------ Given data

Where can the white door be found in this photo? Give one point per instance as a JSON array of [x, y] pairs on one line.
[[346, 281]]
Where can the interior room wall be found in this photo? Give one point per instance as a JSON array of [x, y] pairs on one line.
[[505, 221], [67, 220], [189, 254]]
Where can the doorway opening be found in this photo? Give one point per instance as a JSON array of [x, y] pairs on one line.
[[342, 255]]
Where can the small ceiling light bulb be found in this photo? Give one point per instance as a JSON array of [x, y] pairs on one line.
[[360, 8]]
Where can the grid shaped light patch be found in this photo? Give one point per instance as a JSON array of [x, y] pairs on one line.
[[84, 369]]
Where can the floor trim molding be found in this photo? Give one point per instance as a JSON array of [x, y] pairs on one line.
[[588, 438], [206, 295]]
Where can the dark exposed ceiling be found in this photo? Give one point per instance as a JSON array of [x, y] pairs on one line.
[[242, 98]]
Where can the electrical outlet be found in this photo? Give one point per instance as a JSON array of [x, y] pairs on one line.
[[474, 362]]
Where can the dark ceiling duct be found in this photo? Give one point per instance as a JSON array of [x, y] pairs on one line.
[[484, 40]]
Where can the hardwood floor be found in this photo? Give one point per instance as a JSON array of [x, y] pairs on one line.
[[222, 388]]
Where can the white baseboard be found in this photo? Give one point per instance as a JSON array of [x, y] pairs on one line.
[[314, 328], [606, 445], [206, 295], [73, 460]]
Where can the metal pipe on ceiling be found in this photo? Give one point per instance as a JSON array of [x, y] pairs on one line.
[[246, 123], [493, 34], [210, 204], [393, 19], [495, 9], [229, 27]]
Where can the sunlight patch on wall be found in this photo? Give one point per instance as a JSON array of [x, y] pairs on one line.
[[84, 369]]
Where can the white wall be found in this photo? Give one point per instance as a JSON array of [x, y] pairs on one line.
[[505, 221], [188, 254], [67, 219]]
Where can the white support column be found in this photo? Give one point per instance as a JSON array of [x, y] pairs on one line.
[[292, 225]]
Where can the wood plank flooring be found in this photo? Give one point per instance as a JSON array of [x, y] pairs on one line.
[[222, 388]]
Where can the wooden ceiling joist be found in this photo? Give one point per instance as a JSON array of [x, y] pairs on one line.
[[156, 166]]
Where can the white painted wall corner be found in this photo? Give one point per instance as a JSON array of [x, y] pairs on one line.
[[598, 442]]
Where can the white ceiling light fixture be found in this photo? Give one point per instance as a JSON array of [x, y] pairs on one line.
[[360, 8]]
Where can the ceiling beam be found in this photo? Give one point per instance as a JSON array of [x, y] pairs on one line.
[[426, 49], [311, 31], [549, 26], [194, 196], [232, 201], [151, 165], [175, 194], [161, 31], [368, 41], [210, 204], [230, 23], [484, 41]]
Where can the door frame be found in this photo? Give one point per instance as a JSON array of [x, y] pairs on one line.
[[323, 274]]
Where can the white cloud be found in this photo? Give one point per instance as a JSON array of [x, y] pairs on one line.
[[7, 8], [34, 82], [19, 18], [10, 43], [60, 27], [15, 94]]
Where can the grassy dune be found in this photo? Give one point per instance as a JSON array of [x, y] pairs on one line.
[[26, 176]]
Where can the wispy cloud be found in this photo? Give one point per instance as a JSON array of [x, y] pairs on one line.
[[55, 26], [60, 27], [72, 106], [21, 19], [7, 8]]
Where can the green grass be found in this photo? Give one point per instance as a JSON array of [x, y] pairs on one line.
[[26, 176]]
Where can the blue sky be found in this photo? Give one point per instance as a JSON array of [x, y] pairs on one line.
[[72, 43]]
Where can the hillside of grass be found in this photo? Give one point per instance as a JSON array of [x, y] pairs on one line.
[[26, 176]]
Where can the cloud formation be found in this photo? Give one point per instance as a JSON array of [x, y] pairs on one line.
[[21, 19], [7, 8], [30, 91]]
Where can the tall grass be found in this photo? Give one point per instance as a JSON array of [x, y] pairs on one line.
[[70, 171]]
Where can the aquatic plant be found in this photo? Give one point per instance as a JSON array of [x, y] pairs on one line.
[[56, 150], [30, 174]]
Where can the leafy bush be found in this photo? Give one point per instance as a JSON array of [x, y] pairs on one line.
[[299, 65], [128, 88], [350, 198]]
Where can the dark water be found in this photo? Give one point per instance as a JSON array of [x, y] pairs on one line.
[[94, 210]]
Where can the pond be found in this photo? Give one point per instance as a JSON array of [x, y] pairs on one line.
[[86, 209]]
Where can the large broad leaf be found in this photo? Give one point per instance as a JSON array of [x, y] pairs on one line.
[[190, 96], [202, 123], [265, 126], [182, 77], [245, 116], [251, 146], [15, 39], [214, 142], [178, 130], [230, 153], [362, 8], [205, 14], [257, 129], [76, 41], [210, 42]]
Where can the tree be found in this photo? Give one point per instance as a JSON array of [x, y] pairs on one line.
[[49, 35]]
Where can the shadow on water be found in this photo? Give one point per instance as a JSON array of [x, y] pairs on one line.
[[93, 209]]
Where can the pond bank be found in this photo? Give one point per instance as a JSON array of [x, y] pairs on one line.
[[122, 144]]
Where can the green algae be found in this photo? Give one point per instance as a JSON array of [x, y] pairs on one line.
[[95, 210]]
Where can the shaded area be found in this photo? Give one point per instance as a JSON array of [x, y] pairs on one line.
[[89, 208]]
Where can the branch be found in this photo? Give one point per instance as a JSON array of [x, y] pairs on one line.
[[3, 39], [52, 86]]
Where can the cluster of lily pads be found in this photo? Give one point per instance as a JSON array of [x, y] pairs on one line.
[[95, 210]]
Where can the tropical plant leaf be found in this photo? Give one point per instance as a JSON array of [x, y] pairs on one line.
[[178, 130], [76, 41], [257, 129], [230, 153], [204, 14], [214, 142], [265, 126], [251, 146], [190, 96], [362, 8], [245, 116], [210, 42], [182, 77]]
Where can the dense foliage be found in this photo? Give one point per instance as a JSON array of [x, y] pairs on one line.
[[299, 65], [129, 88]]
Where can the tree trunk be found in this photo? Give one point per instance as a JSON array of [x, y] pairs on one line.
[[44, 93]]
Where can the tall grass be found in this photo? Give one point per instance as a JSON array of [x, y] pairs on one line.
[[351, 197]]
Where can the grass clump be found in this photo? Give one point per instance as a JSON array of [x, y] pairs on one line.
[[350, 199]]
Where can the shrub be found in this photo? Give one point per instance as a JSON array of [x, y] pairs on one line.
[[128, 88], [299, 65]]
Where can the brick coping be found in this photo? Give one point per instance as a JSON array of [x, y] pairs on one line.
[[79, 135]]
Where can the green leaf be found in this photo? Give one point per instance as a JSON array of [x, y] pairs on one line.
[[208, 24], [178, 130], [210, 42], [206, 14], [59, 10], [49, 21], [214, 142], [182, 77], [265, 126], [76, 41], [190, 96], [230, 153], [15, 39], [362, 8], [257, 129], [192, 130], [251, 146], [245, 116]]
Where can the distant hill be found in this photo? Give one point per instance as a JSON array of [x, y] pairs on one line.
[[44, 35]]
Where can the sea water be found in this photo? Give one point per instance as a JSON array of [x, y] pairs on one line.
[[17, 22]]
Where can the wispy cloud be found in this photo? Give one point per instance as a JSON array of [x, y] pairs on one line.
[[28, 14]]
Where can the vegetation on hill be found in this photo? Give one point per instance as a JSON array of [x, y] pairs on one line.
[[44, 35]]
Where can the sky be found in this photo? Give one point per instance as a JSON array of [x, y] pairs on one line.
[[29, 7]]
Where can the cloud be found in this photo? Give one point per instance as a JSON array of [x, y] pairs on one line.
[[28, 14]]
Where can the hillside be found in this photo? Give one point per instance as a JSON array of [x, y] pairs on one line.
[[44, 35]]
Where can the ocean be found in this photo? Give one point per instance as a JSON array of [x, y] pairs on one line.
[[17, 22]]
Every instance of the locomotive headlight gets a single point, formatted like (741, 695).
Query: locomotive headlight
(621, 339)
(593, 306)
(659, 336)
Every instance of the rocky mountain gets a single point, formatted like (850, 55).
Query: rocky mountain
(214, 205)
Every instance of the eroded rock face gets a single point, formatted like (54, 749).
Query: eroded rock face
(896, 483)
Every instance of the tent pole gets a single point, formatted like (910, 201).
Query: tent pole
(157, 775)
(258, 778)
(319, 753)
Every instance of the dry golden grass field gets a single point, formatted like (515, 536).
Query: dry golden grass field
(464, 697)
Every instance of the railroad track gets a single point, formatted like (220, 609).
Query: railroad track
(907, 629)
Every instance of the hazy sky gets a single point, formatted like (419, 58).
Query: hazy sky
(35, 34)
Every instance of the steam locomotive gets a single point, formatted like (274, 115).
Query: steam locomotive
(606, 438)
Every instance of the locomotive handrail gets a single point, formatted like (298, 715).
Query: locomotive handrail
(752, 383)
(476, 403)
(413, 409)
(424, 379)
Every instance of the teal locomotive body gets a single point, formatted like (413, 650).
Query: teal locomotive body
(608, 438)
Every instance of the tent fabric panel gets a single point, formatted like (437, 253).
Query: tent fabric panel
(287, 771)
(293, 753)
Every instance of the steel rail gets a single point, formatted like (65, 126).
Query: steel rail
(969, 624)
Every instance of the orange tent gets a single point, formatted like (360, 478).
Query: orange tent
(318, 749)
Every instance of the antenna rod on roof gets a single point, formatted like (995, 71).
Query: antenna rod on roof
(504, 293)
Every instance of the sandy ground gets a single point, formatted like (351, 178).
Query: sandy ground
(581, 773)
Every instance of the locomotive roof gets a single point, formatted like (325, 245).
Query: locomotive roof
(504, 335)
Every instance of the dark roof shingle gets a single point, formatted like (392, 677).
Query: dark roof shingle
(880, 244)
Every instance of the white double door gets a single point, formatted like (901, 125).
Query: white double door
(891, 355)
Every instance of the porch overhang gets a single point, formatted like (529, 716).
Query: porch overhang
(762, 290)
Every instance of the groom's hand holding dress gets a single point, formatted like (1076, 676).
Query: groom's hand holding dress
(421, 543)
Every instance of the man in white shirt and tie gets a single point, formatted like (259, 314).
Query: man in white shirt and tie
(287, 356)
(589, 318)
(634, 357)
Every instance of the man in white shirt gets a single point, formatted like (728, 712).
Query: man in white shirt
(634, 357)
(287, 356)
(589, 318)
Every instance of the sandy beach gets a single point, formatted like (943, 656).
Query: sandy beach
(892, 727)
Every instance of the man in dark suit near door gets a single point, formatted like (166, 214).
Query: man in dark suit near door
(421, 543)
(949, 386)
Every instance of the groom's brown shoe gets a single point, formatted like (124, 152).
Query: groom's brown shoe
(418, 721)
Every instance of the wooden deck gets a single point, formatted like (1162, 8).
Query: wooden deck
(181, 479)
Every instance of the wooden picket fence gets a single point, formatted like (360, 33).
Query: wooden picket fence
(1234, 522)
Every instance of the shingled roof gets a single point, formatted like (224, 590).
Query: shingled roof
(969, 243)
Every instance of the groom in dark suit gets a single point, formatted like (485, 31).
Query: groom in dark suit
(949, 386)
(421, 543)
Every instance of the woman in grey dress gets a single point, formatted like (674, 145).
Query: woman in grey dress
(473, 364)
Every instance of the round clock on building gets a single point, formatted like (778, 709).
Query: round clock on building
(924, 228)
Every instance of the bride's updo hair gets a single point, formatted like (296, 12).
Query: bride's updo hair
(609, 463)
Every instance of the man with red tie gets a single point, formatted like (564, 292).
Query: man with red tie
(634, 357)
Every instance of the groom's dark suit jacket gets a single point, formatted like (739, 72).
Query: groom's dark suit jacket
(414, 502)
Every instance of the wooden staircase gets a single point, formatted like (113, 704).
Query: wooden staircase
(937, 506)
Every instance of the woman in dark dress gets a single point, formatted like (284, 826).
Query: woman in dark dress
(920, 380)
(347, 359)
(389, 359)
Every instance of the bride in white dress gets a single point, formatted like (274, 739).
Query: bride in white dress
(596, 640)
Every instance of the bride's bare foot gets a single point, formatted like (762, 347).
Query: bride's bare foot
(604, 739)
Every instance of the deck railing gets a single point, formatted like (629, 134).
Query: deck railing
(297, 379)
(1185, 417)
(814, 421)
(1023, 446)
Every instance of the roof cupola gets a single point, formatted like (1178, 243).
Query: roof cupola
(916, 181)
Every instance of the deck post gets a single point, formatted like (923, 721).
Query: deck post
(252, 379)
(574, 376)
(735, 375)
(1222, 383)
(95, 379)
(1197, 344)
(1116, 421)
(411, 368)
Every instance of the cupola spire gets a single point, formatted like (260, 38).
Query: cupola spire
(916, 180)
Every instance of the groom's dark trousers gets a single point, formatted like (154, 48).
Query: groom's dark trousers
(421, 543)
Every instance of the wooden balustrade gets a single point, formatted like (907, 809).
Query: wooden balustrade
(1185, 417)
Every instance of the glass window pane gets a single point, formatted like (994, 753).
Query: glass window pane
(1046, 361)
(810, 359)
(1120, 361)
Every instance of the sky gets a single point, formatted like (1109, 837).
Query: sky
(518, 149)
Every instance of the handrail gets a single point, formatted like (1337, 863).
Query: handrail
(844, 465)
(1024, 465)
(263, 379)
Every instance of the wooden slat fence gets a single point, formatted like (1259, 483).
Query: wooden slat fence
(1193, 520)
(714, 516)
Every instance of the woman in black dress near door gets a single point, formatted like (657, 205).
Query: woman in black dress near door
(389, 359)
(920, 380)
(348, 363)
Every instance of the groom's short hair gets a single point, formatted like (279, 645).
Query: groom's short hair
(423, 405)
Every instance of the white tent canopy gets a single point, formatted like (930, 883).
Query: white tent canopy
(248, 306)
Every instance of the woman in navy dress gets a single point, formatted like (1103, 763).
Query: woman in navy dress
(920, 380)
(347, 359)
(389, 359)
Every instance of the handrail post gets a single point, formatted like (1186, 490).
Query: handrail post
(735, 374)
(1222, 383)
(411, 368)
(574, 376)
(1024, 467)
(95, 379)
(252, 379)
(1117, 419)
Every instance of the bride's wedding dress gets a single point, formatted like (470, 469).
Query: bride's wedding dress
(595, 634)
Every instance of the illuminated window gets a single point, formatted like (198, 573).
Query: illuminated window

------------

● Exercise
All lines in the entries above that include "illuminated" should be found and copied.

● Response
Every instance of the illuminated window gets a single point, formatted like (198, 573).
Query: illuminated window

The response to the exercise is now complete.